++++ Selected text

JAMES CRAMER: Doug, why don't we go over your score card today, then we will let these guys asking you questions. You shot 7-under today. On your birdies just tell us the clubs you hit in and how long your putts were.

DOUG DUNAKEY: Tell me where my birdies were?

JAMES CRAMER: 13 was the first one.

DOUG DUNAKEY: Par 4, I hit a little 50-yard sand wedge, ended up there about a foot and a half.


DOUG DUNAKEY: On 14, I hit a little sand wedge in there again to about eight feet, made the putt there.

JAMES CRAMER: Next birdie was on 17.

DOUG DUNAKEY: Hit 8-iron to about six feet, made the putt. 18 was an 8-iron, about 20 feet, made the putt.

JAMES CRAMER: Then the front side, No. 1.

DOUG DUNAKEY: 1 was a sand wedge to about 12 feet, made the putt.


DOUG DUNAKEY: 7, sand wedge to about 12 feet, made the putt. And 9 was sand wedge to about 15 feet, made the putt.

JAMES CRAMER: A general comment about your play this week.

DOUG DUNAKEY: I'm making everything.

Q. Course playing short, you're wearing your sand wedge out it seems?

++++++++
++++ Data supplied

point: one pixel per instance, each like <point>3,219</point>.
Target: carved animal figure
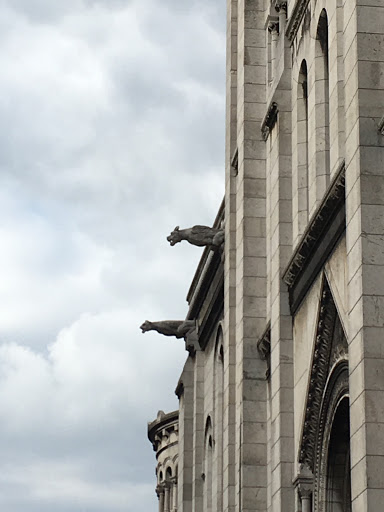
<point>177,328</point>
<point>198,235</point>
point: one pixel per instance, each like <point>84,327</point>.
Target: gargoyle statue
<point>198,235</point>
<point>178,328</point>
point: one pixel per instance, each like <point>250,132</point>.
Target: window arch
<point>302,148</point>
<point>322,142</point>
<point>208,464</point>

++++++++

■ What is asked ■
1. Reproduce the golf interview transcript in full, word for word.
2. Write out the lines of the records exactly, starting at the line containing "point: one pixel per instance, each like <point>250,132</point>." and ending at the final line of the records.
The text and the records have no connection to each other.

■ Solutions below ■
1.
JAMES CRAMER: Doug, why don't we go over your score card today, then we will let these guys asking you questions. You shot 7-under today. On your birdies just tell us the clubs you hit in and how long your putts were.

DOUG DUNAKEY: Tell me where my birdies were?

JAMES CRAMER: 13 was the first one.

DOUG DUNAKEY: Par 4, I hit a little 50-yard sand wedge, ended up there about a foot and a half.


DOUG DUNAKEY: On 14, I hit a little sand wedge in there again to about eight feet, made the putt there.

JAMES CRAMER: Next birdie was on 17.

DOUG DUNAKEY: Hit 8-iron to about six feet, made the putt. 18 was an 8-iron, about 20 feet, made the putt.

JAMES CRAMER: Then the front side, No. 1.

DOUG DUNAKEY: 1 was a sand wedge to about 12 feet, made the putt.


DOUG DUNAKEY: 7, sand wedge to about 12 feet, made the putt. And 9 was sand wedge to about 15 feet, made the putt.

JAMES CRAMER: A general comment about your play this week.

DOUG DUNAKEY: I'm making everything.

Q. Course playing short, you're wearing your sand wedge out it seems?

2.
point: one pixel per instance, each like <point>250,132</point>.
Target: window arch
<point>302,148</point>
<point>322,142</point>
<point>208,464</point>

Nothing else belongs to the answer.